Start of Given records

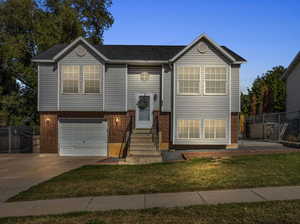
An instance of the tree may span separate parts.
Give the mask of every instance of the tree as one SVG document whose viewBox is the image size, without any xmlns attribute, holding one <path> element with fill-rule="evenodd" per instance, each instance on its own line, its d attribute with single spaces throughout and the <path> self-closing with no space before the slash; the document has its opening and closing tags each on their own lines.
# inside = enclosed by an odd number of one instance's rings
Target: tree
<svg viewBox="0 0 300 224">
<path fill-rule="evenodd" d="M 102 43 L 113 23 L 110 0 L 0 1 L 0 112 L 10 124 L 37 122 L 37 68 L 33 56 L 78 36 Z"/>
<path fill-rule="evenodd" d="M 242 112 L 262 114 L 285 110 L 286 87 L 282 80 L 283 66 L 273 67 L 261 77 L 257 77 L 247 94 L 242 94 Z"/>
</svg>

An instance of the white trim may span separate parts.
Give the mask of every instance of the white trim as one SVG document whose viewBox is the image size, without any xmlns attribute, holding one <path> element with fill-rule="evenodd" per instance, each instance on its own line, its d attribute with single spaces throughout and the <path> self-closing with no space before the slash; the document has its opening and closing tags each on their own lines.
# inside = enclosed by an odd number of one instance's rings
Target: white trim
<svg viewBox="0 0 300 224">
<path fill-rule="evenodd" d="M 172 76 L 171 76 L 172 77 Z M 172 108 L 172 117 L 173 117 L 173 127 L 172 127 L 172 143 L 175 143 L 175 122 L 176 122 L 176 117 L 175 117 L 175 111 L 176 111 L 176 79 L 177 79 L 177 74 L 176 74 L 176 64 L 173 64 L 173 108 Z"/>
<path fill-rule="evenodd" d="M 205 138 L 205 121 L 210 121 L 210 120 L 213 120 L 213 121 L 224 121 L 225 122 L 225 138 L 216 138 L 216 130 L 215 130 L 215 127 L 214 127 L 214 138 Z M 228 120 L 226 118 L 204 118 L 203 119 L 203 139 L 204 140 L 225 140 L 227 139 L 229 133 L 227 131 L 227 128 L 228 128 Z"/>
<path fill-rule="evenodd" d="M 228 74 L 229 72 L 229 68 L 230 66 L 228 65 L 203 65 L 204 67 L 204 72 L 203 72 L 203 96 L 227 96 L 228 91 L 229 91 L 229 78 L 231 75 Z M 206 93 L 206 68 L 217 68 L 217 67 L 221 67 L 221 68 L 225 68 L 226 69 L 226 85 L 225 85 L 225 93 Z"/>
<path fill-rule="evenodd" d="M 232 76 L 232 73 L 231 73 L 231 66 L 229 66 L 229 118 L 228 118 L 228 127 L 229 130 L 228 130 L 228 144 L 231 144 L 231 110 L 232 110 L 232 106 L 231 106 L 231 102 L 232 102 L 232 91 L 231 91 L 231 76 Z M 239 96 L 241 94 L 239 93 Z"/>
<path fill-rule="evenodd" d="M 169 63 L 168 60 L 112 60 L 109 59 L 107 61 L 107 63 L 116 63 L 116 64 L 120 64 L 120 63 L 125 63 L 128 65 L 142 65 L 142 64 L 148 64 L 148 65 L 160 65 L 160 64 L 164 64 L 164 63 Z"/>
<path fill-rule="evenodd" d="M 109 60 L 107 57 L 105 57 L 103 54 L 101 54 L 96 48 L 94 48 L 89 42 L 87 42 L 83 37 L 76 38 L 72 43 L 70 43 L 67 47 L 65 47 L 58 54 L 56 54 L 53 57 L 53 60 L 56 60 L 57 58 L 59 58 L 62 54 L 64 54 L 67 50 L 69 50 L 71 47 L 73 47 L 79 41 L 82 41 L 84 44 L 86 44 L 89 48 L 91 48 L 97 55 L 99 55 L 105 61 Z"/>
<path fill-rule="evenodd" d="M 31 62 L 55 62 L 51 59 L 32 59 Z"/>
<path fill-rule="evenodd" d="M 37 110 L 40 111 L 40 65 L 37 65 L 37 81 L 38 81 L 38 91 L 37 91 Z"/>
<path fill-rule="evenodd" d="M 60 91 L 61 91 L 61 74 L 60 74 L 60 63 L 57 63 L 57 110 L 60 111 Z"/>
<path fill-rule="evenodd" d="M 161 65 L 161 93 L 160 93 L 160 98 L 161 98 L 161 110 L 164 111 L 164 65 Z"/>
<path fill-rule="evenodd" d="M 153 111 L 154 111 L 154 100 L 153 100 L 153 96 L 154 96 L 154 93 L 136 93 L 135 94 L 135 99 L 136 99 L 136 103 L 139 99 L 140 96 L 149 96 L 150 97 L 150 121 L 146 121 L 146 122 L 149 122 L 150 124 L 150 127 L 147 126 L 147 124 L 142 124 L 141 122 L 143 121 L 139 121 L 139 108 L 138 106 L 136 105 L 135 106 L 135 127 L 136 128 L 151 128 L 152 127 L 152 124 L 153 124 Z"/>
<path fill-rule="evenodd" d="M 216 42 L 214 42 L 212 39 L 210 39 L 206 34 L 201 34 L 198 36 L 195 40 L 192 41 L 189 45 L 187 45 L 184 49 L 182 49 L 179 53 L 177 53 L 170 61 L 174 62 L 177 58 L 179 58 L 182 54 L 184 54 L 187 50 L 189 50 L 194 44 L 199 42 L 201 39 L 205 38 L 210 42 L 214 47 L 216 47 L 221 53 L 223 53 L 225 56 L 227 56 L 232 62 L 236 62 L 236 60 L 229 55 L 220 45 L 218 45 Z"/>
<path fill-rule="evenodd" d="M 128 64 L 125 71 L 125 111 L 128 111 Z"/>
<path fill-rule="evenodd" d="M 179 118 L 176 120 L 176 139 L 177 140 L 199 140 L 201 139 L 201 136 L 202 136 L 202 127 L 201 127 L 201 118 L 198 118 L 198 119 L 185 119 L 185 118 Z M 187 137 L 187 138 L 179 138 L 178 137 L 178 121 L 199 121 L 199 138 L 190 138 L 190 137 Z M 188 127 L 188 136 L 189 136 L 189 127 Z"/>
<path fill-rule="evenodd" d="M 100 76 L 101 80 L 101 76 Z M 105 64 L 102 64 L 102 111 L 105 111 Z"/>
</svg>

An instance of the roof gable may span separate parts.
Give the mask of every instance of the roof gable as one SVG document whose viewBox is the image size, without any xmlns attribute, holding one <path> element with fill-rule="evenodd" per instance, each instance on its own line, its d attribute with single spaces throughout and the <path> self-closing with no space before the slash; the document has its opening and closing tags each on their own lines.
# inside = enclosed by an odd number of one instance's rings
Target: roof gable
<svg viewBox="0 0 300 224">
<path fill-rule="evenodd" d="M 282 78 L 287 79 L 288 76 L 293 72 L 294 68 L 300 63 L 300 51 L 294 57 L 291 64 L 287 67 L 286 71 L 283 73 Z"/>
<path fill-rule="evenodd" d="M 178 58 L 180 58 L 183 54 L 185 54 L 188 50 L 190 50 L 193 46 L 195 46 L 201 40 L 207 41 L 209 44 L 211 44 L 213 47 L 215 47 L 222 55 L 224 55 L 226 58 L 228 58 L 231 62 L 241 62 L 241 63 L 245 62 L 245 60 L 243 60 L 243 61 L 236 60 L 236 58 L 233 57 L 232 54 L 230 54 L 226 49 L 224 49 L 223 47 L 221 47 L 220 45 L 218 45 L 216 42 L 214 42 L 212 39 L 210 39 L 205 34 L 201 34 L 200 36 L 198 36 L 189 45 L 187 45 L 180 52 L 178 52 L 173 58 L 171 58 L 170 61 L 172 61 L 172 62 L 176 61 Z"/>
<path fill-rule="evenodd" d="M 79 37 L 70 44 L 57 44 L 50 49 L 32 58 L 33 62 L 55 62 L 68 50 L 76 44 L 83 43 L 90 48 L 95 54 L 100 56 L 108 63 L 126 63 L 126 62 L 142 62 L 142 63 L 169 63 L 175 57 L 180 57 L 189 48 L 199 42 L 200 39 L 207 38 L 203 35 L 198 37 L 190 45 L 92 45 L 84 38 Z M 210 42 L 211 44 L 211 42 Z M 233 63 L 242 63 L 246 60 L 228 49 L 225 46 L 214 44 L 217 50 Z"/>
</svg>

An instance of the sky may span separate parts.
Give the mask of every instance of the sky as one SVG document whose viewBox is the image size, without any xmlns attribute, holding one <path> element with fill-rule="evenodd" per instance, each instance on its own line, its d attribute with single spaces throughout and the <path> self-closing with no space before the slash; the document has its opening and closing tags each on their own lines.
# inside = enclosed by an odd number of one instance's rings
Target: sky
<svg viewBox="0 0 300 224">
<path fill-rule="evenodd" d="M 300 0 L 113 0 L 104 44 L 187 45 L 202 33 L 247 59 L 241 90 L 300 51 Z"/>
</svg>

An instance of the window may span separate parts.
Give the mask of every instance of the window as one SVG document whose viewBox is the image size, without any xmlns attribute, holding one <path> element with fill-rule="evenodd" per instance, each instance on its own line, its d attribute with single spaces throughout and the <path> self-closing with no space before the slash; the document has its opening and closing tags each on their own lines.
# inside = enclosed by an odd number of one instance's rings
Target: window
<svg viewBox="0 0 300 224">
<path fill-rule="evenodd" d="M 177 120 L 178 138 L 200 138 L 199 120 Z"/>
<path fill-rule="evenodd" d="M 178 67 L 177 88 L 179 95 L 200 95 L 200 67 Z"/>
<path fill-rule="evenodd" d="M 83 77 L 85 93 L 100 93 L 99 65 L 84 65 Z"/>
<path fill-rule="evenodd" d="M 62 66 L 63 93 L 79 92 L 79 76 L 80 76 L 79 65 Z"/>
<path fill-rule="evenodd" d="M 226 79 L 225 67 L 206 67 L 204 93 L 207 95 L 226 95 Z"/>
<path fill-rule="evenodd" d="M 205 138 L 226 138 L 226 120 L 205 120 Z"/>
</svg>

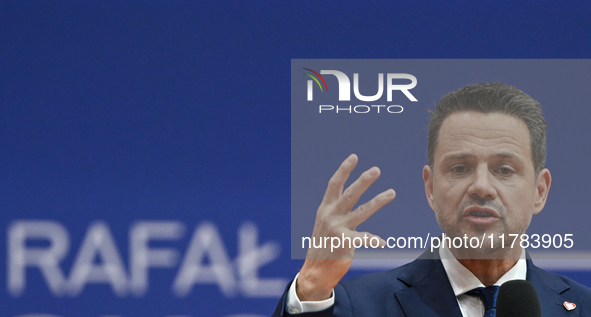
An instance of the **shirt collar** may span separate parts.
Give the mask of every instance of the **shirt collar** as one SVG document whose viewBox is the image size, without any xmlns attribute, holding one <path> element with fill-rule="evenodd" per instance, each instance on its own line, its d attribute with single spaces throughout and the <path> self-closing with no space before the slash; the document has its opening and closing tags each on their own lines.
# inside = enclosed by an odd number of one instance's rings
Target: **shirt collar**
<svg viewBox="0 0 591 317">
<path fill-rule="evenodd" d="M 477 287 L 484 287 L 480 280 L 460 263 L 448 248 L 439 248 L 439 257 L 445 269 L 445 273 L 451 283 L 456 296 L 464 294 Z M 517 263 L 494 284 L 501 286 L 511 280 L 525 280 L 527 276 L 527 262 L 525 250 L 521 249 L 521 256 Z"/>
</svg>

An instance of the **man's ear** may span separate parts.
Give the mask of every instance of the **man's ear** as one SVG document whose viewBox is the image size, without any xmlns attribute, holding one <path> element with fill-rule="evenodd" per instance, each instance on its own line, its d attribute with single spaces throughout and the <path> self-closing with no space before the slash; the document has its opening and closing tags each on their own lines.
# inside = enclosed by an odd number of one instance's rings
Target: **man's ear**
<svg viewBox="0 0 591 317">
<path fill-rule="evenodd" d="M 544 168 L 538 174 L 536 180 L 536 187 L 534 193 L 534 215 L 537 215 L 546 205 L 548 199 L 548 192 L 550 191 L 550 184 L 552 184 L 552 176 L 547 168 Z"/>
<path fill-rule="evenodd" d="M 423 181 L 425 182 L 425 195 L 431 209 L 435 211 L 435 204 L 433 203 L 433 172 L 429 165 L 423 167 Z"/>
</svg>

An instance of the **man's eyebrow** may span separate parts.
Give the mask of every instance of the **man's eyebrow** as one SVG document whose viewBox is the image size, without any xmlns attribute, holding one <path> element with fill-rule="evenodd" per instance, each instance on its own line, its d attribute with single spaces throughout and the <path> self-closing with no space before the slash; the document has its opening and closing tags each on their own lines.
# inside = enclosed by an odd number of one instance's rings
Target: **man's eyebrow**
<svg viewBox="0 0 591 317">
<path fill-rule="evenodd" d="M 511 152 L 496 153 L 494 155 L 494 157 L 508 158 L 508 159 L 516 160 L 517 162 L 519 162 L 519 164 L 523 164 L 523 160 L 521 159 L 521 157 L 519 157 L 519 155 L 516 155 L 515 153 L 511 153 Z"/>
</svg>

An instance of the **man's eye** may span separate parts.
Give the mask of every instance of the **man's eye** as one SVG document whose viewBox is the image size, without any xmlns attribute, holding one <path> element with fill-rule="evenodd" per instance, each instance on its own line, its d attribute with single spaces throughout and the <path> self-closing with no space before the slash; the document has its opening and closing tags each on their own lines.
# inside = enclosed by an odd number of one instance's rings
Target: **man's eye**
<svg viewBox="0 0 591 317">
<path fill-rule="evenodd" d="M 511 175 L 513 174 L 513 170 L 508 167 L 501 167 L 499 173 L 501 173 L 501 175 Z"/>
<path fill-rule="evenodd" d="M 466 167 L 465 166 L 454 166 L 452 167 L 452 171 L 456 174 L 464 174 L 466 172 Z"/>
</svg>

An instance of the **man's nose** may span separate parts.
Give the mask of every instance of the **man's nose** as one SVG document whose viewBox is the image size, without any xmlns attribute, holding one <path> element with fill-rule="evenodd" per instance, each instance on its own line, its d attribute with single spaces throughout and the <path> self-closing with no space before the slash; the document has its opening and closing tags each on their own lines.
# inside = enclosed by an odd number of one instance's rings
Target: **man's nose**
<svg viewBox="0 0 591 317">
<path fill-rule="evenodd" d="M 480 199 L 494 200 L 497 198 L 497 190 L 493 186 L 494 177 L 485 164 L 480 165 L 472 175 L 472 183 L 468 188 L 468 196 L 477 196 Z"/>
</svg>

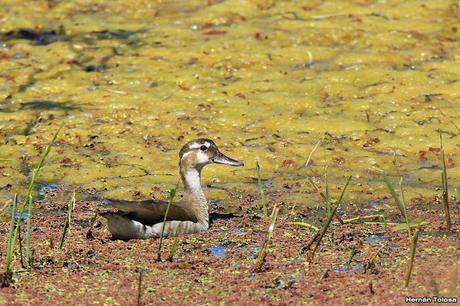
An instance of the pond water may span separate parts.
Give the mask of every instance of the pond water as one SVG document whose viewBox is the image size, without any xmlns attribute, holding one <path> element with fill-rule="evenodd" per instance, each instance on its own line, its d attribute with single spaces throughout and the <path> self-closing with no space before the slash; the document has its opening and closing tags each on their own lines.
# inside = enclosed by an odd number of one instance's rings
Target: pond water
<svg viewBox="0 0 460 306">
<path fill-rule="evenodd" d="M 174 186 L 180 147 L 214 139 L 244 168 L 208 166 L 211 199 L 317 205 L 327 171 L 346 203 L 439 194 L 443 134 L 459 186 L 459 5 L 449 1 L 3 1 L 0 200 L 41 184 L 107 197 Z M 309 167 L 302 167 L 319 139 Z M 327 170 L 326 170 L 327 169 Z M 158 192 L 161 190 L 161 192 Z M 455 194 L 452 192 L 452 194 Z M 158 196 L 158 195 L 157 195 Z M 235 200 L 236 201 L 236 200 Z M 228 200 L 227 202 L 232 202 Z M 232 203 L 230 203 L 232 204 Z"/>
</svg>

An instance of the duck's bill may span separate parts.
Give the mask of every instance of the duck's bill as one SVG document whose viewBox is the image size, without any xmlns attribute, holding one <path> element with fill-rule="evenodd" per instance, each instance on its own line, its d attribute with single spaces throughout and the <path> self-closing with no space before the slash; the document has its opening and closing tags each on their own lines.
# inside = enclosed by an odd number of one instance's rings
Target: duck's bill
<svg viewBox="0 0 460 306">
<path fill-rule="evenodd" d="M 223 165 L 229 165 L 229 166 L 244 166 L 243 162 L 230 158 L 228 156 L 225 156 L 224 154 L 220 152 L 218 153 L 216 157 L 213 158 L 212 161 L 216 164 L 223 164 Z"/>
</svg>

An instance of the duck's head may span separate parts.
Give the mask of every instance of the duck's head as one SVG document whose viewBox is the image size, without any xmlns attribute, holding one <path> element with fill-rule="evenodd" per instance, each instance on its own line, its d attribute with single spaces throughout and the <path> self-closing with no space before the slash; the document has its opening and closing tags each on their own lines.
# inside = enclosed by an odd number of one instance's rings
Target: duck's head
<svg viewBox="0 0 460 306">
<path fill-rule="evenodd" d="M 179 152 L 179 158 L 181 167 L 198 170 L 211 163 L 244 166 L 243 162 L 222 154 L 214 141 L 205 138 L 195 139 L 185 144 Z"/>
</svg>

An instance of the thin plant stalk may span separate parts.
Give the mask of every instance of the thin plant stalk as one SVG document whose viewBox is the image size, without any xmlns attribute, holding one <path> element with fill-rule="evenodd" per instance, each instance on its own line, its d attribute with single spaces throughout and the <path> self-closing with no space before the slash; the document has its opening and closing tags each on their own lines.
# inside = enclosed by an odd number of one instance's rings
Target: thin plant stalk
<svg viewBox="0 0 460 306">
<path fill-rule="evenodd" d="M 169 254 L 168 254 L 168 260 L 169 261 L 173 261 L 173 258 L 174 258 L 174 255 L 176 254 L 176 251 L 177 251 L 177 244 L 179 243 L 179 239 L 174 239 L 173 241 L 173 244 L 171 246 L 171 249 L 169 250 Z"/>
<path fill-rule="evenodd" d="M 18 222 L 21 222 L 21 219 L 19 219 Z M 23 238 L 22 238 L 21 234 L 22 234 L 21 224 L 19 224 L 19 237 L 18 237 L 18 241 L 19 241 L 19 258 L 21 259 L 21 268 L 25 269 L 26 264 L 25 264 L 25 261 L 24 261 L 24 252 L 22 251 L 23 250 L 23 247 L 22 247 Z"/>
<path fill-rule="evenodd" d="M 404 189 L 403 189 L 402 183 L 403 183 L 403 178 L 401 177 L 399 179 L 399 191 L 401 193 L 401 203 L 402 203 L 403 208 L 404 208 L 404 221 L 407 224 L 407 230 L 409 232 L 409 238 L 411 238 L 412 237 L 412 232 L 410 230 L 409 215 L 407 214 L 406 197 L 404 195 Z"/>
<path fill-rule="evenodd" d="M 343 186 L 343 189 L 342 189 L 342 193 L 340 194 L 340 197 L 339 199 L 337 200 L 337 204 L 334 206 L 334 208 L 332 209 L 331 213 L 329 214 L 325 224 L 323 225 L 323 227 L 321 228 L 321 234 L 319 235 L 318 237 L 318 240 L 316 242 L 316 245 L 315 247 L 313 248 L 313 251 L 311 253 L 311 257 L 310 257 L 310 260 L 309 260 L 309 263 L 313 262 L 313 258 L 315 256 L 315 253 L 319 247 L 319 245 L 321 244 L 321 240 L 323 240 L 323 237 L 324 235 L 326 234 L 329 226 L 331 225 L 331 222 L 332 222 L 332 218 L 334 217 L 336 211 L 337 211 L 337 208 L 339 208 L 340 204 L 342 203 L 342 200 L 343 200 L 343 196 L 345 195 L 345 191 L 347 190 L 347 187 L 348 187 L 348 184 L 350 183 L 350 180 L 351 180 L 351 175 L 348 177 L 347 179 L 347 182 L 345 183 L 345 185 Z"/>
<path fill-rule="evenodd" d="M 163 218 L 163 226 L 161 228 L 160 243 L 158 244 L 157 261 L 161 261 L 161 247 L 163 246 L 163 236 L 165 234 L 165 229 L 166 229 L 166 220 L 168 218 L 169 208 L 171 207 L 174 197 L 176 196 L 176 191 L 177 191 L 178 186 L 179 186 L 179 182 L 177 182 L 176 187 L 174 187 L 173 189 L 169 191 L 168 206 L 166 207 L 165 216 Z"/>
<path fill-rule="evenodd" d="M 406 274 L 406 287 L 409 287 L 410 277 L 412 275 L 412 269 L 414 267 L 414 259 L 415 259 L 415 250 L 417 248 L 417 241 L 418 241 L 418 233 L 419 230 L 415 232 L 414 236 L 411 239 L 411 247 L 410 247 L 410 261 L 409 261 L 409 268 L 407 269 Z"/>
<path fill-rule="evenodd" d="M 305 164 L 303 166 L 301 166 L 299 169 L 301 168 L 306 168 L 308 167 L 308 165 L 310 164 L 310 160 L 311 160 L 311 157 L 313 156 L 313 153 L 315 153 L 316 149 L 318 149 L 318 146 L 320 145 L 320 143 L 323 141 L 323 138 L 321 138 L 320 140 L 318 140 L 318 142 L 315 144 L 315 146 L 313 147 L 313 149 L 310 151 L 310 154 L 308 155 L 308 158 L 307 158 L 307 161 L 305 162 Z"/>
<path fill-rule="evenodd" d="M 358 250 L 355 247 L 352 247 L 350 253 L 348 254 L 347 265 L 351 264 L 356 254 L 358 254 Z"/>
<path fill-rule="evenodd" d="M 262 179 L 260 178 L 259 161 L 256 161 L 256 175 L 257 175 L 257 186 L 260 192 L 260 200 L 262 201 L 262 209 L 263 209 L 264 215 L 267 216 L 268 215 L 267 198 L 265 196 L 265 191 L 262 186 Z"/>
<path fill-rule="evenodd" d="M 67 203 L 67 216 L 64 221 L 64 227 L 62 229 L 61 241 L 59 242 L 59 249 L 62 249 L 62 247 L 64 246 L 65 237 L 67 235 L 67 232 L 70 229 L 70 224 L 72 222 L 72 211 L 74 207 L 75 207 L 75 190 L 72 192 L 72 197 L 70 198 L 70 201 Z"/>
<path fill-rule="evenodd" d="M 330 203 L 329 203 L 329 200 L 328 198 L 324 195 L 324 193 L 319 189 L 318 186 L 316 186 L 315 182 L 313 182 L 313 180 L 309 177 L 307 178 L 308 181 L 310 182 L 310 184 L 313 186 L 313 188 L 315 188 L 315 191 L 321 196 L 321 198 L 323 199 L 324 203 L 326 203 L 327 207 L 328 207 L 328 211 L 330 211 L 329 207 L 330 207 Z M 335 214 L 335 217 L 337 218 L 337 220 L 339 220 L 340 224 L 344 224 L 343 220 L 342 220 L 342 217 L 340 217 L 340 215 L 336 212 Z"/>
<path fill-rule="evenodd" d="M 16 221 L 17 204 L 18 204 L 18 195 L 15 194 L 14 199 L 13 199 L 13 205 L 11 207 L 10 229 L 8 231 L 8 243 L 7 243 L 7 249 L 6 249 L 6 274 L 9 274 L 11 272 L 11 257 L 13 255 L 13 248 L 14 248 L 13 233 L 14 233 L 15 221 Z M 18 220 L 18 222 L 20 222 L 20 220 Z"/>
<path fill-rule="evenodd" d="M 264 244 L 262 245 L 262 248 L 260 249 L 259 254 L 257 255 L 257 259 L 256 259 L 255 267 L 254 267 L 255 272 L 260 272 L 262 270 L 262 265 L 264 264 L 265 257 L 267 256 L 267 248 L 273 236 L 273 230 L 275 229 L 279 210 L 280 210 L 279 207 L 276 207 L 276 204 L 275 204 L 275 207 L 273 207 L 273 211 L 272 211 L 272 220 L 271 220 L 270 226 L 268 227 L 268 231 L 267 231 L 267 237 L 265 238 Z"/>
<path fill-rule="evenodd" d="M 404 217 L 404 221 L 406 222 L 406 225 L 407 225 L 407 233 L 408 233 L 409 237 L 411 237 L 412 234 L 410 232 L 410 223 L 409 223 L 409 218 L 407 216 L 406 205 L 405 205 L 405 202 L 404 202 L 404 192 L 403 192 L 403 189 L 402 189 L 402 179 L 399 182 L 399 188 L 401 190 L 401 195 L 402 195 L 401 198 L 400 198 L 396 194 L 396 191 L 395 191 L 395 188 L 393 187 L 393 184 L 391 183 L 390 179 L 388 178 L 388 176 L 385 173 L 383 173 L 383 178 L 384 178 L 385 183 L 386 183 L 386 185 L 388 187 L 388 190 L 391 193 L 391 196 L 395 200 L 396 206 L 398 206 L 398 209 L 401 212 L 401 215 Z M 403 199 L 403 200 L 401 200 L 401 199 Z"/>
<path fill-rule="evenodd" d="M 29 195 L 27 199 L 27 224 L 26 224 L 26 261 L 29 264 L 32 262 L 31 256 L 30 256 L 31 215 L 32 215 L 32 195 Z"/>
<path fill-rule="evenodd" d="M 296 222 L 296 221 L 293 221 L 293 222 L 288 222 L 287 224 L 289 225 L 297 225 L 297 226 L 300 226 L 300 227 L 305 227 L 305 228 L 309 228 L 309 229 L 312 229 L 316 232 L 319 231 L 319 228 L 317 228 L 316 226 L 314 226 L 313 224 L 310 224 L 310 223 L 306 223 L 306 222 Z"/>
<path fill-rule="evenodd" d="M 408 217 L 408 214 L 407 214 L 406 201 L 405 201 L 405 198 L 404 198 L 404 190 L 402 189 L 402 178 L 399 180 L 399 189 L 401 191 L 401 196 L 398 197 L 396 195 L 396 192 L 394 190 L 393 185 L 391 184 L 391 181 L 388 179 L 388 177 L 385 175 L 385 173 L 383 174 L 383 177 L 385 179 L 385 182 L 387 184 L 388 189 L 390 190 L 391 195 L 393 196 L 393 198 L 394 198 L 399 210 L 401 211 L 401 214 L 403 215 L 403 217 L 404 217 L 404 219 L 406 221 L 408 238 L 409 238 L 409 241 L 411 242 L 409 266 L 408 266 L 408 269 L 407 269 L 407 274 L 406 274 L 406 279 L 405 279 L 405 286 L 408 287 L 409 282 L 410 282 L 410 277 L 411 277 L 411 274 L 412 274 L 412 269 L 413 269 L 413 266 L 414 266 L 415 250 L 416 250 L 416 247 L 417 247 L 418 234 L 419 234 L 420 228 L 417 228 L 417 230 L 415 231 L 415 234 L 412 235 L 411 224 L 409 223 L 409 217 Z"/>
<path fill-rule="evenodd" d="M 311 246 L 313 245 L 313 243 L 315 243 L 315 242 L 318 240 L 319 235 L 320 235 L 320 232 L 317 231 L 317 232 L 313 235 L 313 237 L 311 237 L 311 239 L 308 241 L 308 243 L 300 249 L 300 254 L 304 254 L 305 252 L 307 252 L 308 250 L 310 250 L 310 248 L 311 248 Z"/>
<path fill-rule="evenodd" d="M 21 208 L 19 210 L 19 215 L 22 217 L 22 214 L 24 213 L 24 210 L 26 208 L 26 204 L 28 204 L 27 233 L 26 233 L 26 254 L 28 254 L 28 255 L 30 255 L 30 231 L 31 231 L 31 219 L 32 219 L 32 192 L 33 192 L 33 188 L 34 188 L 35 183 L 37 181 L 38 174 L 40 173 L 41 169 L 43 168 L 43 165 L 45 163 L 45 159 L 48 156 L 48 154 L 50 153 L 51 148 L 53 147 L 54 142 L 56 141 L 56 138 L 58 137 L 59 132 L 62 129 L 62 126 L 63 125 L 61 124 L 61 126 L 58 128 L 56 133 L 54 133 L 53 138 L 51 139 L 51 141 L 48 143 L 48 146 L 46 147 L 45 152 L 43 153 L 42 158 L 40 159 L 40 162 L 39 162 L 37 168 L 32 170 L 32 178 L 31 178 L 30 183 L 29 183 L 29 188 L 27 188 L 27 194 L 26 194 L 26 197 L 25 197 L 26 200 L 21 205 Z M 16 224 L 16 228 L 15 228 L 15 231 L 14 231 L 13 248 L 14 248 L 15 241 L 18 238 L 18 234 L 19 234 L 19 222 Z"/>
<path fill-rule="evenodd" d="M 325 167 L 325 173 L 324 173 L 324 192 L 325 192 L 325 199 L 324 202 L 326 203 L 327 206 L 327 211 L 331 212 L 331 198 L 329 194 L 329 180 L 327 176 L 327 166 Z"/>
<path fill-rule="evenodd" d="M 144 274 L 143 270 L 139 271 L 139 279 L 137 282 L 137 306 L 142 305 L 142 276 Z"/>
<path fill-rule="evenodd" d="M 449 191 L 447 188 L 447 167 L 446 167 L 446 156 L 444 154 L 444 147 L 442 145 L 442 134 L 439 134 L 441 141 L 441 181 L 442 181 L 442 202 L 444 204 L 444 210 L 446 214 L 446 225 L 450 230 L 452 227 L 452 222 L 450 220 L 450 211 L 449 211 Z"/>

End of Given records

Working from the entries above, please transcribe only the lines from the line with "Target: window" through the line with "An instance of the **man's ear**", exactly, with both end lines and without pictures.

Target: window
<svg viewBox="0 0 300 224">
<path fill-rule="evenodd" d="M 177 120 L 178 138 L 200 138 L 199 120 Z"/>
<path fill-rule="evenodd" d="M 178 67 L 177 88 L 179 95 L 200 95 L 200 67 Z"/>
<path fill-rule="evenodd" d="M 83 77 L 85 93 L 100 93 L 99 65 L 84 65 Z"/>
<path fill-rule="evenodd" d="M 62 66 L 63 93 L 79 92 L 79 76 L 80 76 L 79 65 Z"/>
<path fill-rule="evenodd" d="M 226 79 L 225 67 L 206 67 L 204 93 L 207 95 L 226 95 Z"/>
<path fill-rule="evenodd" d="M 205 138 L 226 138 L 226 120 L 205 120 Z"/>
</svg>

An instance of the **shirt collar** may span separate parts.
Give the mask of every instance of the **shirt collar** as one SVG document whose viewBox is the image size, without any xmlns attribute, holding one <path> element with fill-rule="evenodd" per instance, each instance on its own line, its d attribute with single spaces throughout and the <path> self-closing with no space before the slash; the document has its opening and closing tags each on their own lines.
# inside = enclosed by an odd number of one instance's rings
Target: **shirt collar**
<svg viewBox="0 0 591 317">
<path fill-rule="evenodd" d="M 477 287 L 484 287 L 480 280 L 460 263 L 448 248 L 439 248 L 439 257 L 445 269 L 445 273 L 451 283 L 456 296 L 464 294 Z M 517 263 L 494 284 L 501 286 L 511 280 L 525 280 L 527 276 L 527 262 L 525 250 L 521 249 L 521 256 Z"/>
</svg>

An instance of the **man's ear** may span separate parts.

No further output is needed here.